*The exercise*: Repeat the listing in full, preserving every character.

*Exercise inputs*:

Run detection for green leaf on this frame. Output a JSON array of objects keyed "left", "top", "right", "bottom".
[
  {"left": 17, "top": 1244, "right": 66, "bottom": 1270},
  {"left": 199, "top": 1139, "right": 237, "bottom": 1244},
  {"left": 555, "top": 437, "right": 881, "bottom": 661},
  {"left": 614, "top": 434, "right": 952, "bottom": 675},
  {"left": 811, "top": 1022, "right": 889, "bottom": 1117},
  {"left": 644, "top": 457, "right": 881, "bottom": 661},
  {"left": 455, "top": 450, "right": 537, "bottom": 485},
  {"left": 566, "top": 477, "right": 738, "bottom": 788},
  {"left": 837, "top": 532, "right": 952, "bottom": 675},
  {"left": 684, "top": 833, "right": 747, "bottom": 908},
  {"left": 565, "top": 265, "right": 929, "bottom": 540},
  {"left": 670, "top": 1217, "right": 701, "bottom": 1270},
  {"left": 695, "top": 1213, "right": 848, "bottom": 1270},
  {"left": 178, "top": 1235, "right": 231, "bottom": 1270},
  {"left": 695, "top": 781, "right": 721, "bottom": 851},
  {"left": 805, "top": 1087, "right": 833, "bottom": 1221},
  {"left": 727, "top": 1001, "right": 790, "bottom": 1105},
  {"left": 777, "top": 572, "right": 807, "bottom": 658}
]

*Exercise answer*:
Run detection for green leaf on this frame. Output a JSON array of objects keyed "left", "top", "right", "bottom".
[
  {"left": 17, "top": 1244, "right": 66, "bottom": 1270},
  {"left": 199, "top": 1139, "right": 237, "bottom": 1244},
  {"left": 555, "top": 437, "right": 881, "bottom": 661},
  {"left": 614, "top": 434, "right": 952, "bottom": 675},
  {"left": 811, "top": 1022, "right": 889, "bottom": 1117},
  {"left": 644, "top": 457, "right": 881, "bottom": 661},
  {"left": 455, "top": 450, "right": 537, "bottom": 485},
  {"left": 566, "top": 477, "right": 738, "bottom": 788},
  {"left": 837, "top": 532, "right": 952, "bottom": 675},
  {"left": 684, "top": 833, "right": 747, "bottom": 908},
  {"left": 565, "top": 265, "right": 929, "bottom": 540},
  {"left": 670, "top": 1217, "right": 701, "bottom": 1270},
  {"left": 695, "top": 1213, "right": 848, "bottom": 1270},
  {"left": 178, "top": 1235, "right": 231, "bottom": 1270},
  {"left": 695, "top": 781, "right": 721, "bottom": 851},
  {"left": 805, "top": 1087, "right": 833, "bottom": 1221},
  {"left": 727, "top": 1001, "right": 790, "bottom": 1105},
  {"left": 777, "top": 572, "right": 807, "bottom": 658}
]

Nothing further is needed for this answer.